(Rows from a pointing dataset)
************
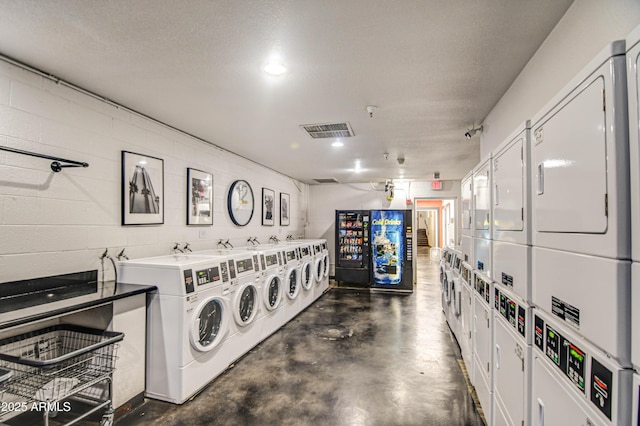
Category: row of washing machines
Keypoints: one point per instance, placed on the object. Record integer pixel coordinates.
(213, 306)
(542, 293)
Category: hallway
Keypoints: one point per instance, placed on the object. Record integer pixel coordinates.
(352, 358)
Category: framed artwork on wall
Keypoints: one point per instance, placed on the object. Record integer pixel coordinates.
(268, 206)
(199, 197)
(142, 189)
(240, 202)
(284, 209)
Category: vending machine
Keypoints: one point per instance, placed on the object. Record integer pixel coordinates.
(352, 246)
(374, 248)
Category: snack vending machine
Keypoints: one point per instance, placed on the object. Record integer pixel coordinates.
(374, 248)
(352, 246)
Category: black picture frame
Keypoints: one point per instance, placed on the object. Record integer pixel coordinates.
(142, 189)
(199, 198)
(285, 209)
(268, 207)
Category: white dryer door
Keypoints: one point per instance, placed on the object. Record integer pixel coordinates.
(245, 305)
(570, 165)
(307, 276)
(319, 269)
(272, 292)
(208, 325)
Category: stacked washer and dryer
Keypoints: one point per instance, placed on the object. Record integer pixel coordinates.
(553, 282)
(213, 306)
(633, 83)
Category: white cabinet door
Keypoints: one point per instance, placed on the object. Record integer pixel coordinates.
(570, 165)
(508, 180)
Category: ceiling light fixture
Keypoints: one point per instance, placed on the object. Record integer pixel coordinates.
(275, 68)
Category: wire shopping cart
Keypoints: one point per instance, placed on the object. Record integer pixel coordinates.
(41, 369)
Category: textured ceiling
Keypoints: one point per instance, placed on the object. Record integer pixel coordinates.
(433, 68)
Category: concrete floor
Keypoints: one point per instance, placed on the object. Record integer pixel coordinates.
(352, 358)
************
Written instruction:
Reproduce the data above, swapping every "white" for "gray" and leaving everything else unchanged. Omit the picture from your output.

Response below:
Category: row of washing machines
Keypoints: one point per instance, placed on the object. Record integer pixel coordinates.
(213, 306)
(542, 293)
Category: hallway
Keypoints: one point per instance, placed on the object. Record integer pixel coordinates.
(352, 358)
Category: framed artwork on wall
Keypoints: one point per instance, placed on the object. Record integer pixel coordinates.
(268, 206)
(199, 197)
(142, 189)
(240, 202)
(284, 209)
Category: vending machine
Keypoints: one point per instance, placed on the object. Record integer pixel coordinates.
(352, 246)
(374, 248)
Category: snack vending machine
Keypoints: one point per instance, placed on the object. Record integer pixel coordinates.
(374, 248)
(352, 246)
Category: black picture frame
Keypoints: one point per instance, placed on the object. Record integer pixel coordinates.
(142, 189)
(199, 198)
(285, 209)
(268, 207)
Category: gray dryer door
Keypoints: one point per instance, placed on the object. Record integer pixel coordinates.
(245, 305)
(570, 165)
(307, 276)
(319, 269)
(272, 292)
(208, 325)
Category: stacked washer and dryer
Keypoints: one point per instance, placed on the object. Record integer pixel coordinates.
(553, 282)
(213, 306)
(633, 83)
Category: gray cabinet door
Keypoints: one point per instance, placed on the object. Record integer pixel coordinates.
(570, 165)
(508, 180)
Category: ceiling light fixture
Keypoints: one point per instance, placed on the object. Record integer pixel coordinates.
(275, 68)
Category: wire shopping cart
Keypoints: one point per instance, placed on the object. Record integer pixel coordinates.
(41, 369)
Category: textured ceiling
Keypoints: one point per instance, placed on the object. Record integer pixel coordinates.
(433, 68)
Category: concrete floor
Keypoints: one point per instance, placed on the object. Record integer pixel coordinates.
(352, 358)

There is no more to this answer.